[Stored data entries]
_ _ _ _ _ _ _

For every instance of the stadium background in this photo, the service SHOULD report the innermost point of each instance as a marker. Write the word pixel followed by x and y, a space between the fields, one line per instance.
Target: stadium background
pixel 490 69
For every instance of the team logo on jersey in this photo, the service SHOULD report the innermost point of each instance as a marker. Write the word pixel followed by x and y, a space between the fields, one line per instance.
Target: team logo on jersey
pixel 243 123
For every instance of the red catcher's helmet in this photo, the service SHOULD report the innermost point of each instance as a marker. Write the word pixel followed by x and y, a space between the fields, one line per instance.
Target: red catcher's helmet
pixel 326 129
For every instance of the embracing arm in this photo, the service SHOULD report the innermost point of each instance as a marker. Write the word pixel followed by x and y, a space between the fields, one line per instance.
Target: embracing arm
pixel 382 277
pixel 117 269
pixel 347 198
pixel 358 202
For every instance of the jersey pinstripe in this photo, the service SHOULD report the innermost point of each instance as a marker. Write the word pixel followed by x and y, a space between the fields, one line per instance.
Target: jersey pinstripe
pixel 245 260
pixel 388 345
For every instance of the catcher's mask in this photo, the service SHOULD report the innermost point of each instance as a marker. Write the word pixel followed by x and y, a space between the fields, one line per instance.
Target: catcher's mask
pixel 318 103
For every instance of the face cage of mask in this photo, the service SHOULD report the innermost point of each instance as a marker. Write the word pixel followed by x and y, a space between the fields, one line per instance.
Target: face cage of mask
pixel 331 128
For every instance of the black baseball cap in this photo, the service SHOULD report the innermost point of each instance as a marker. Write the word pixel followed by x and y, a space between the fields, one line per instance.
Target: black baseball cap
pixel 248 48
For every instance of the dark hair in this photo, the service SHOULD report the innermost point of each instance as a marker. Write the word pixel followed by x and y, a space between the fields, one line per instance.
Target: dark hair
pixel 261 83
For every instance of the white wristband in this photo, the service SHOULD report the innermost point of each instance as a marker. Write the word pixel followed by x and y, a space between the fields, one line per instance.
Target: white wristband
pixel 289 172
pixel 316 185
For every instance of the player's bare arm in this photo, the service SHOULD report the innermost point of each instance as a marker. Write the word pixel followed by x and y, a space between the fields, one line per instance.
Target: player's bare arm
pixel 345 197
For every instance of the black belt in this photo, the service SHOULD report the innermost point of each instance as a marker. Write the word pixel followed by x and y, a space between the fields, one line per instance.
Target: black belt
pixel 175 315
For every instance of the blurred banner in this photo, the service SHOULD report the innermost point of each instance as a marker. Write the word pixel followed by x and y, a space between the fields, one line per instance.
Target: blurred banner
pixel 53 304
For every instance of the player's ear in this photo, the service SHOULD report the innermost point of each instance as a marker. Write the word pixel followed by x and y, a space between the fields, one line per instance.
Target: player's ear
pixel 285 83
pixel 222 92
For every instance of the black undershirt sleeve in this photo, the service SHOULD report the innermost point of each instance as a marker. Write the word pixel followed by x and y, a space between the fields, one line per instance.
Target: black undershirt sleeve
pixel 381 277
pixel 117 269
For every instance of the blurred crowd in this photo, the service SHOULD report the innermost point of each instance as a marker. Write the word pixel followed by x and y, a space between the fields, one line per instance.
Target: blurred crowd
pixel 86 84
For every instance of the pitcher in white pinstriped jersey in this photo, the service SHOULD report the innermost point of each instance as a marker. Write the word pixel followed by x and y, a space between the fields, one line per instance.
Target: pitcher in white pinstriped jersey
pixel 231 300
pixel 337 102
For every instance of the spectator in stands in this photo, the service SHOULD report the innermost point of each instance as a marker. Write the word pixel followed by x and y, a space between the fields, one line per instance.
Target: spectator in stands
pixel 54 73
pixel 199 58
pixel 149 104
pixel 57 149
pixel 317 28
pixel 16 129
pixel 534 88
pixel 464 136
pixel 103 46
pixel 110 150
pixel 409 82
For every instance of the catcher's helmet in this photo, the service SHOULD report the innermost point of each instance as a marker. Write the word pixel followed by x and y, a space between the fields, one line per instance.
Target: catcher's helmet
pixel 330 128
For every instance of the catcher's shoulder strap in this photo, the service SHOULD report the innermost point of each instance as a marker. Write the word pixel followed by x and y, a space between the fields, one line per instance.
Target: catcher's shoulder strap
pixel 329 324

_ _ _ _ _ _ _

* Task directions *
Starting at the line that has "For every instance of the catcher's helmet" and ending at the line that has "For every instance of the catcher's shoulder", please write out the lines above exactly, leaving out all others.

* Output for this exercise *
For every instance of the catcher's helmet in this photo, the service SHOULD report the innermost point of each instance as a marker. Write the word pixel followed by x and y, a space between the fields, one line per instance.
Target: catcher's helmet
pixel 330 128
For every instance of the catcher's shoulder strap in this photo, the service SHOULD report the innermost point of each instance as a marker. Write the word pixel followed by x and y, a space between the fields, one line per instance.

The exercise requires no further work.